[DATA]

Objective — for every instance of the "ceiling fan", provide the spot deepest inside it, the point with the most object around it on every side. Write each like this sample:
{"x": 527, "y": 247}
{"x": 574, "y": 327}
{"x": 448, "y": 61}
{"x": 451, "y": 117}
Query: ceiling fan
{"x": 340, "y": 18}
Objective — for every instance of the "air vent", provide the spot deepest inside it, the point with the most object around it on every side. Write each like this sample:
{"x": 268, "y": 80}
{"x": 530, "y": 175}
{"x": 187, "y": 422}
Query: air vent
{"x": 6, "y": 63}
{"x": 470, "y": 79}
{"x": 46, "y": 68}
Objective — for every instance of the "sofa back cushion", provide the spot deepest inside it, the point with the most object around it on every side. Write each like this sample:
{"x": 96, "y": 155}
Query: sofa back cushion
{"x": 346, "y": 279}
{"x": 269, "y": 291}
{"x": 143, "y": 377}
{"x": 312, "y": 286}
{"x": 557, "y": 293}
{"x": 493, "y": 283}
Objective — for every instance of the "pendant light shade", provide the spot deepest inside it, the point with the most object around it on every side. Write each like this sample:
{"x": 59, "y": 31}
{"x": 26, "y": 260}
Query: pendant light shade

[/DATA]

## EXERCISE OBJECTIVE
Copy the entire listing exactly. Do not skip a line.

## SOLUTION TO THE EXERCISE
Objective — for every instance of the "ceiling fan", provide the spot deepest inside it, the point with the most object around it on every side. Write each like this sample:
{"x": 527, "y": 247}
{"x": 574, "y": 327}
{"x": 448, "y": 61}
{"x": 451, "y": 117}
Query: ceiling fan
{"x": 340, "y": 18}
Objective — for every instance of the "air vent", provide the spot deepest inside it, the point with the most object around it on every side. Write each like this sample:
{"x": 268, "y": 80}
{"x": 530, "y": 175}
{"x": 187, "y": 422}
Query: air vent
{"x": 6, "y": 63}
{"x": 470, "y": 79}
{"x": 46, "y": 68}
Objective — for every instance of the "sofa back cushion", provide the spot deepest inside it, the point with the most object around it on every side. Write each like this sample:
{"x": 96, "y": 155}
Query: sofa back cushion
{"x": 346, "y": 279}
{"x": 269, "y": 291}
{"x": 143, "y": 377}
{"x": 312, "y": 286}
{"x": 557, "y": 293}
{"x": 493, "y": 283}
Objective — for every instance of the "pendant light shade", provide the spot deepest inside it, the point with the most object around it on every side. Write each like this sample:
{"x": 59, "y": 31}
{"x": 26, "y": 260}
Query: pendant light shade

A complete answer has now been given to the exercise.